About this exercise: Go through the data that follows and restate each line exactly as it reads.

Start of Data shown

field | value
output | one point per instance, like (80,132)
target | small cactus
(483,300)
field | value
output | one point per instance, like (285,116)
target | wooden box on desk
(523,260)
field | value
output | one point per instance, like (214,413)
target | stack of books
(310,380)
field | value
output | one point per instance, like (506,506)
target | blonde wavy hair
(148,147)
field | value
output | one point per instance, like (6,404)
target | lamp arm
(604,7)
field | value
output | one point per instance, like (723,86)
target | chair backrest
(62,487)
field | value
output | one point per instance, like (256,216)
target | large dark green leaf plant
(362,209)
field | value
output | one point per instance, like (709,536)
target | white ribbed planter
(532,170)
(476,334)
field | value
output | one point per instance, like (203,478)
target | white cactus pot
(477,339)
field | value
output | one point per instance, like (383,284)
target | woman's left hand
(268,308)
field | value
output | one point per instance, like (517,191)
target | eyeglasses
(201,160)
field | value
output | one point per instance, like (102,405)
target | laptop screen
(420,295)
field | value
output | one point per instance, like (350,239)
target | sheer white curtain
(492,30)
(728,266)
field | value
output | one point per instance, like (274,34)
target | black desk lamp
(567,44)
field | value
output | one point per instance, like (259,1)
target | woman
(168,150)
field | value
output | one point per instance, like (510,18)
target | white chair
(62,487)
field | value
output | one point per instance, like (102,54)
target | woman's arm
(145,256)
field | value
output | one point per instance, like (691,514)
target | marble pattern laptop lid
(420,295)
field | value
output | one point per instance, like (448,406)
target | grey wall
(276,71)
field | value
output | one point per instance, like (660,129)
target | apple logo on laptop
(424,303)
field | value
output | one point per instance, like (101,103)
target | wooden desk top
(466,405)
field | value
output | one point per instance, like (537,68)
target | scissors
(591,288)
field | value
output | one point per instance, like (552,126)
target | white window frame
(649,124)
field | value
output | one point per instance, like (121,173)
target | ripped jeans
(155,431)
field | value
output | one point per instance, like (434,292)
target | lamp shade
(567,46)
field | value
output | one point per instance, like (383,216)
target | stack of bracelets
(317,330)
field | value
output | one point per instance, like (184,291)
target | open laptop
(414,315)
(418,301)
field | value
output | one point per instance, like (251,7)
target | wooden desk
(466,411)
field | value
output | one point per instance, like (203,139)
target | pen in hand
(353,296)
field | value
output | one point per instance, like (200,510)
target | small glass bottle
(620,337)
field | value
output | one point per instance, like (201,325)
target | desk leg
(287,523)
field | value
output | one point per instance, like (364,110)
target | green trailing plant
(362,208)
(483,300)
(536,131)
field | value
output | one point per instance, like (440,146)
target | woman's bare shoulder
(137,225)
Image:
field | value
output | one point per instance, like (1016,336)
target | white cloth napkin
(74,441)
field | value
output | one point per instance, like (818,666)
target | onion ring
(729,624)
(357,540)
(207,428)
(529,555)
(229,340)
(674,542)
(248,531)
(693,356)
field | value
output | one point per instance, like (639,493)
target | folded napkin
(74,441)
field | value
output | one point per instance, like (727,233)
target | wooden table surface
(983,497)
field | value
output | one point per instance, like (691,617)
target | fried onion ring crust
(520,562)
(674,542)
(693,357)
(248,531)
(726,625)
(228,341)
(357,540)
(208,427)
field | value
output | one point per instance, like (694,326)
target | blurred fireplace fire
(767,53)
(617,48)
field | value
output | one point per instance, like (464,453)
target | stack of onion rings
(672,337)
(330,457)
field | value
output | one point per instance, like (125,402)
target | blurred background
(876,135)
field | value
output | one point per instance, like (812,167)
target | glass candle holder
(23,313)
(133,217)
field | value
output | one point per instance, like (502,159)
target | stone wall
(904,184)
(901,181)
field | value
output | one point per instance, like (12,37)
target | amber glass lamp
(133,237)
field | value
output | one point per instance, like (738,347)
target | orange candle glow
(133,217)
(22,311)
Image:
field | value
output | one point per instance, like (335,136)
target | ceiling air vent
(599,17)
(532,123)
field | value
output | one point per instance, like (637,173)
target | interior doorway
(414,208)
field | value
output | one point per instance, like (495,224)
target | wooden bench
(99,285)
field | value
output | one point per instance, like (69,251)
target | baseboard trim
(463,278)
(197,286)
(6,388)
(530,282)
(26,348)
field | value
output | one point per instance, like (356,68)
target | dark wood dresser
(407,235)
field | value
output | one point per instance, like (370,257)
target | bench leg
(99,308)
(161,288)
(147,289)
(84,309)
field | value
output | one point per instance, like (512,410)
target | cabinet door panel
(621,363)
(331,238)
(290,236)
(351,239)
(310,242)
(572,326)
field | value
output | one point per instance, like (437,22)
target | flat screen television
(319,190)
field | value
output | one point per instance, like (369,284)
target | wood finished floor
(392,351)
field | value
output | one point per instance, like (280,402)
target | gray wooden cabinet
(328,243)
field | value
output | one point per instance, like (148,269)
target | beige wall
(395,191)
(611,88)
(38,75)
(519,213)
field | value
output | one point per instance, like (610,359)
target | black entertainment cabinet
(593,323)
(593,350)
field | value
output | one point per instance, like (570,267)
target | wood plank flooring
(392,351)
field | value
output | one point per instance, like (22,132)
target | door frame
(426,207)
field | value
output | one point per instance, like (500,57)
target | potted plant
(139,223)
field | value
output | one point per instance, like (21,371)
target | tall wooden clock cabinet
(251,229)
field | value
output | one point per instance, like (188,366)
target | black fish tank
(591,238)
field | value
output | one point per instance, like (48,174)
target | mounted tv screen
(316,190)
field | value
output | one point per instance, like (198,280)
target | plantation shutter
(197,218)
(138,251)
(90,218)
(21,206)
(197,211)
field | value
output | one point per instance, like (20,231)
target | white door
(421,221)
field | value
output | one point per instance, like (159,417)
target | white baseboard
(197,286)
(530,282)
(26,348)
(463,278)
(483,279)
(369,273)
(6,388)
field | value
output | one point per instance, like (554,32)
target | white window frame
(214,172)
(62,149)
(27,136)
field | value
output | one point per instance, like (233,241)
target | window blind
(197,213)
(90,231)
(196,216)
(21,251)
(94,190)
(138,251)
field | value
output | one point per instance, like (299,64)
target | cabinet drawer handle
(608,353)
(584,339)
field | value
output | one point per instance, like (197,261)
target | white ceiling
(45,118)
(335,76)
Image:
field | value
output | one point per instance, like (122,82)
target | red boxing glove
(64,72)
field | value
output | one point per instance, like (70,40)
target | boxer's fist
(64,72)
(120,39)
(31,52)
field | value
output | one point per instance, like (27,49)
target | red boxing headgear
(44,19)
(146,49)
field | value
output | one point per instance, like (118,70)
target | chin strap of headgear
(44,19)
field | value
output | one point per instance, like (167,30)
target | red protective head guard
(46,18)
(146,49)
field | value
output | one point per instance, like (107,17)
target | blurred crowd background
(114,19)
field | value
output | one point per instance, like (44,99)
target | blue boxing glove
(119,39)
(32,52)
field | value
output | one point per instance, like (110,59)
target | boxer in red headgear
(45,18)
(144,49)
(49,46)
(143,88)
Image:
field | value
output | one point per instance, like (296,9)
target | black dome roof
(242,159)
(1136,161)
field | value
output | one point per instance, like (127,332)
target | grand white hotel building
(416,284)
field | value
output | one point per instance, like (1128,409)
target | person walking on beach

End of Data shown

Answer to this exercise:
field | value
output | one point per instance, like (80,132)
target | small cactus
(483,300)
field | value
output | one point per instance, like (285,116)
target | wooden box on desk
(523,260)
field | value
output | one point per instance, like (214,413)
target | stack of books
(310,380)
field | value
output | one point per instance, like (506,506)
target | blonde wavy hair
(148,147)
field | value
output | one point per instance, like (6,404)
target | lamp arm
(604,7)
field | value
output | one point per instance, like (723,86)
target | chair backrest
(62,487)
field | value
output | one point per instance, like (256,216)
target | large dark green leaf plant
(362,209)
field | value
output | one point per instance, like (709,536)
target | white ribbed planter
(532,170)
(476,334)
field | value
output | one point per instance, like (203,478)
target | white cactus pot
(477,339)
field | value
output | one point per instance, like (383,284)
target | woman's left hand
(268,308)
field | value
output | one point per instance, like (517,191)
target | eyeglasses
(201,160)
field | value
output | one point per instance, like (102,405)
target | laptop screen
(420,295)
field | value
output | one point per instance, like (350,239)
target | sheer white curtain
(492,30)
(728,266)
field | value
output | one point per instance, like (274,34)
target | black desk lamp
(567,44)
field | value
output | one point per instance, like (259,1)
target | woman
(168,150)
field | value
output | one point per instance, like (510,18)
target | white chair
(62,487)
field | value
output | one point per instance, like (102,54)
target | woman's arm
(145,256)
field | value
output | one point per instance, like (691,514)
target | marble pattern laptop lid
(420,295)
field | value
output | one point per instance, like (448,406)
target | grey wall
(276,71)
field | value
output | one point per instance, like (660,129)
target | apple logo on laptop
(424,303)
field | value
output | one point per instance, like (101,103)
target | wooden desk top
(466,405)
field | value
output | one point per instance, like (537,68)
target | scissors
(591,288)
field | value
output | one point per instance, like (552,126)
target | white window frame
(649,124)
field | value
output | one point per instance, like (121,173)
target | ripped jeans
(155,431)
field | value
output | one point per instance, like (434,292)
target | lamp shade
(567,46)
field | value
output | one point per instance, like (383,216)
target | stack of bracelets
(317,330)
field | value
output | one point per instance, like (184,291)
target | open laptop
(414,315)
(418,301)
field | value
output | one point per instance, like (251,7)
target | wooden desk
(466,411)
field | value
output | one point per instance, like (203,139)
target | pen in hand
(353,296)
field | value
output | one point per instance, like (200,510)
target | small glass bottle
(620,337)
field | value
output | one point per instance, like (201,325)
target | desk leg
(287,523)
field | value
output | one point per instance, like (364,110)
target | green trailing plant
(362,208)
(483,300)
(536,131)
field | value
output | one point per instance, like (440,146)
target | woman's bare shoulder
(137,225)
Image:
field | value
output | one point per instance, like (1016,336)
target | white cloth napkin
(74,441)
field | value
output | one point per instance, like (818,666)
target | onion ring
(729,624)
(357,540)
(207,428)
(529,555)
(229,340)
(674,542)
(248,531)
(693,356)
field | value
output | one point per instance, like (639,493)
target | folded napkin
(74,441)
field | value
output | one point per instance, like (727,233)
target | wooden table surface
(983,497)
field | value
output | one point per instance, like (691,617)
target | fried onion ring crust
(520,562)
(674,542)
(693,357)
(248,531)
(726,625)
(228,341)
(357,540)
(208,427)
field | value
output | one point per instance, like (694,326)
target | blurred fireplace fire
(767,53)
(617,48)
field | value
output | one point per instance, like (464,453)
target | stack of onion rings
(672,337)
(330,457)
field | value
output | one point per instance, like (125,402)
target | blurred background
(876,135)
field | value
output | one point per instance, like (812,167)
target | glass candle holder
(23,313)
(133,217)
field | value
output | one point per instance, like (502,159)
target | stone wall
(904,184)
(901,181)
field | value
output | one point per instance, like (12,37)
target | amber glass lamp
(133,237)
field | value
output | one point per instance, like (738,347)
target | orange candle glow
(133,217)
(22,311)
Image:
field | value
output | one point per instance, like (335,136)
target | ceiling air vent
(599,17)
(532,123)
field | value
output | one point per instance, like (637,173)
target | interior doorway
(414,208)
field | value
output | one point per instance, like (495,224)
target | wooden bench
(99,285)
field | value
output | one point per instance, like (69,251)
target | baseboard trim
(463,278)
(197,286)
(6,388)
(530,282)
(26,348)
field | value
output | one point per instance, like (356,68)
target | dark wood dresser
(407,235)
field | value
output | one point per instance, like (370,257)
target | bench leg
(99,308)
(161,288)
(147,289)
(84,309)
field | value
output | one point per instance, like (512,410)
target | cabinet door panel
(621,363)
(331,238)
(290,236)
(351,239)
(310,242)
(572,326)
field | value
output | one point per instance, like (437,22)
target | flat screen television
(319,190)
field | value
output | one point per instance, like (369,284)
target | wood finished floor
(392,351)
field | value
output | one point per instance, like (280,402)
target | gray wooden cabinet
(328,243)
field | value
output | one point per instance, like (148,269)
target | beige wall
(395,191)
(611,88)
(38,75)
(519,213)
field | value
output | one point per instance, like (610,359)
target | black entertainment cabinet
(593,323)
(593,350)
field | value
output | one point per instance, like (570,267)
target | wood plank flooring
(392,351)
field | value
output | one point per instance, like (22,132)
target | door frame
(426,207)
field | value
output | one point per instance, like (500,57)
target | potted plant
(139,223)
field | value
output | one point per instance, like (21,371)
target | tall wooden clock cabinet
(251,229)
field | value
output | one point per instance, like (188,366)
target | black fish tank
(591,238)
field | value
output | one point per instance, like (48,174)
target | mounted tv screen
(316,190)
field | value
output | one point per instance, like (198,280)
target | plantation shutter
(197,218)
(138,251)
(90,218)
(21,206)
(197,211)
field | value
output | one point per instance, like (20,231)
target | white door
(421,221)
field | value
output | one point per instance, like (159,417)
target | white baseboard
(197,286)
(530,282)
(26,348)
(463,278)
(483,279)
(369,273)
(6,388)
field | value
output | one point per instance, like (554,32)
target | white window frame
(214,172)
(62,149)
(27,136)
field | value
output | one point per instance, like (233,241)
target | window blind
(197,213)
(90,231)
(196,216)
(21,251)
(94,190)
(138,251)
field | value
output | one point per instance, like (299,64)
target | cabinet drawer handle
(608,353)
(584,339)
field | value
output | one point per instance, like (197,261)
target | white ceiling
(45,118)
(335,76)
Image:
field | value
output | one point per instance, like (122,82)
target | red boxing glove
(64,72)
field | value
output | one point per instance, like (70,40)
target | boxer's fist
(64,72)
(120,39)
(31,52)
field | value
output | one point per instance, like (27,49)
target | red boxing headgear
(44,19)
(146,49)
field | value
output | one point per instance, like (118,70)
target | chin strap of headgear
(44,19)
field | value
output | one point per instance, like (167,30)
target | red protective head guard
(46,18)
(146,49)
field | value
output | one point per instance, like (107,17)
target | blurred crowd background
(114,19)
field | value
output | one point per instance, like (44,99)
target | blue boxing glove
(119,39)
(32,52)
field | value
output | one point per instance, like (110,59)
target | boxer in red headgear
(45,18)
(144,49)
(49,46)
(143,88)
Image:
field | value
output | one point per instance, like (296,9)
target | black dome roof
(242,159)
(1136,161)
field | value
output | one point per instance, like (127,332)
target | grand white hotel building
(416,284)
field | value
output | one point per instance, like (1128,409)
target | person walking on beach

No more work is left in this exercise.